Source text =
=-=-=

How to avoid laying terrible turf

By | 04/10/2018
Terrible turf which has dried out

I recently visited a customer who contacted me with great concern that their turf “wasn’t knitting together”. Upon arrival, it seemed the lines on their lawn was the least of their worries. It was terrible turf.

I rarely recommend laying turf rather than sowing new seed. The quality of the final lawn that you get with turf often seems to be inferior. It is often lumpy, full of pests or diseases and the general quality of the grass always seems to be poor. You also have the problem of turf netting to content with. If you “have” to lay turf, make sure you follow some basic rules to get the best from it.

Top tips for laying turf

  1. Prepare the ground thoroughly. Rotavate it, rake it and level it. Remove any stones or roots. The more thoroughly you do this step, the better the lawn will be in the future. Some folk even like to let the soil settle for a few weeks first and then rake flat. This will allow large air pockets to come out and filled before the lawn is laid.
  2. Buy the turf at the last minute. Buy your turf or arrange for it to be delivered on the day you are going to lay it. It will quickly deteriorate whilst sitting rolled up on your driveway. Lack of light or moisture can kill the grass in a short period of time. If the turf cannot be laid immediately, unroll it and give it a good watering to keep it alive.
  3. Stagger joints and avoid small pieces at the ends. Stagger the turf joints like brickwork. They will blend in and reduce lines and shrinking. Small pieces will not take as readily as longer strips so avoid leaving these at the ends.
  4. Try not to walk on the newly laid turf. Plan how you are going to lay the lawn by starting at the far end and working back towards your way out. This is to prevent walking over any previously laid areas.
  5. Lightly roll the turf after laying. This will help the roots achieve soil contact and make their way into the ground quickly, speeding up establishment.
  6. Leave the lawn undisturbed after laying. The new grass will need to grow new roots into the soil. To do this is should be left alone for the first few days, at least.
  7. Keep the new lawn watered. Ideally from rain, but otherwise use a sprinkler to keep the new lawn moist while it is bedding in. Not too much though as this will cause shallow, weak roots.

=-=-=

What is expected = Continue the article on avoiding terrible turf, picking up after its seventh tip about keeping the new lawn watered.

Data extract =
=-=-=

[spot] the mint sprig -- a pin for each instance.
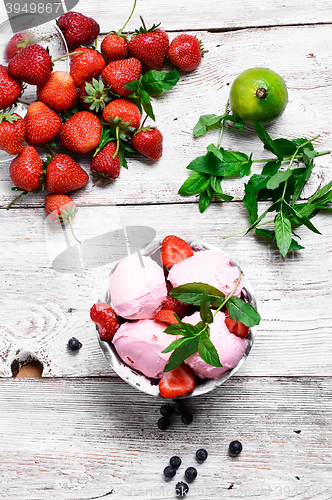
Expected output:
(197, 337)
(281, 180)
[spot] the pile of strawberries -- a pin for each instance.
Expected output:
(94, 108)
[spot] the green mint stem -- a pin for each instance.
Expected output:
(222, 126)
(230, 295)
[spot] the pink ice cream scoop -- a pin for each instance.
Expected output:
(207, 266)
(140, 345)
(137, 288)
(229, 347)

=-=-=

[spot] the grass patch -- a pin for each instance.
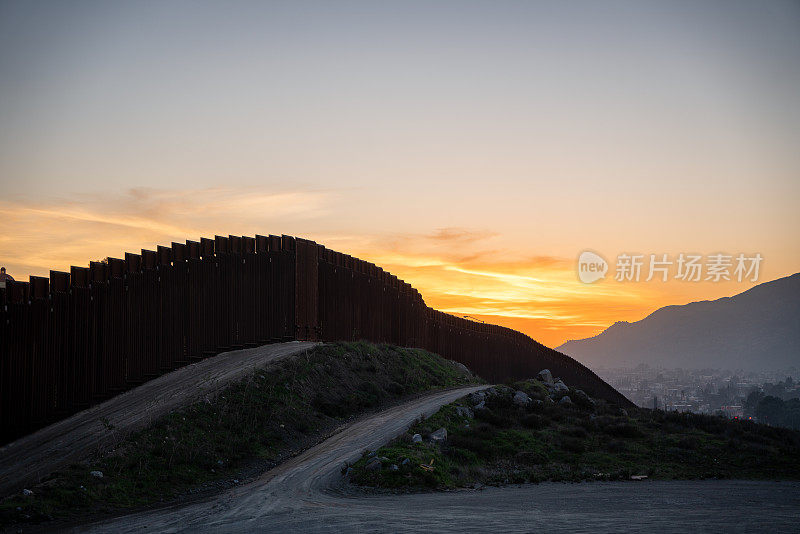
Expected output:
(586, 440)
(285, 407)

=-=-=

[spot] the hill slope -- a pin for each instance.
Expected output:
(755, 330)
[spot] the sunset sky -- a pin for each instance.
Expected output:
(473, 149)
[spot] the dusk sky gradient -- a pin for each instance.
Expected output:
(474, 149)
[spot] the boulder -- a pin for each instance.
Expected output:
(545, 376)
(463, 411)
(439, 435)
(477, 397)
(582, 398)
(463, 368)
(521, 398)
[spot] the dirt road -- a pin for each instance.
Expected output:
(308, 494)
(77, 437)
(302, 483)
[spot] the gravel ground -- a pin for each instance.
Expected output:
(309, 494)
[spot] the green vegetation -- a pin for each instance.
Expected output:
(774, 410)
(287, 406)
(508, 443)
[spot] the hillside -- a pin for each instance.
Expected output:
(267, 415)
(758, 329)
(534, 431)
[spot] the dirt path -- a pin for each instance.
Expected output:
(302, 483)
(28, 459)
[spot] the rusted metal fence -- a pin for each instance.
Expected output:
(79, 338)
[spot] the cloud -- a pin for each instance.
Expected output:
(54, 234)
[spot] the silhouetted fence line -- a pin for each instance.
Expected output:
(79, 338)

=-=-=

Answer below =
  8. Arrange professional aftercare. Lawns laid from turf often come with a variety of problems. Fungal diseases such as red thread can be very severe in new turf. This is often due to the high-thatch habit of Fescue turf grasses. Pests such as chafer grubs and leatherjackets are also a common problem and can cause terrible turf. It can be contaminated with these pests in the fields, then brought to your garden. Also be aware that the soil and turf may sink and shift, to may need top dressing again to fill in any holes and re-level the lawn. A professional lawn care technician will prevent terrible turf. They will help keep your new lawn looking great for years to come.

To avoid terrible turf, sow seed

Many people think turfing a lawn is the easy way to a new lawn, but that can be far from the truth. It is much more expensive and you often don’t get a decent lawn in the end. With grass seed you know exactly which grass your are laying and you will get a much better result in the long run. Should I seed or turf my new lawn?


Turf on front lawn
A small front lawn which has been laid using turf.

4 thoughts on “How to avoid laying terrible turf

  1. Billy Fish

    Hi Kris,

    I had new turf laid in mid June and it has, for the most part, taken well but as time goes on I can recognise some of the ‘new turf after a few months’ hallmarks that you mention here and on other articles. If only I had found this site earlier and had used seed! But what’s done is done, and I concede I will need to renovate. However, is it too early start the process now, just 2 months after laying the turf? If not, would the beneficial aeration be a good start, or could I go further and top dress as well to level out the undulations and fill the bare patches, followed by re/overseeding and regular dashings with the sprinkler? The lawn is small, around 10m2, and receives a lot of sun, but it’s done well to get through these record temps we are having, very much so when compared to the lawns around me, though I want to make sure it goes into winter in the strongest state possible.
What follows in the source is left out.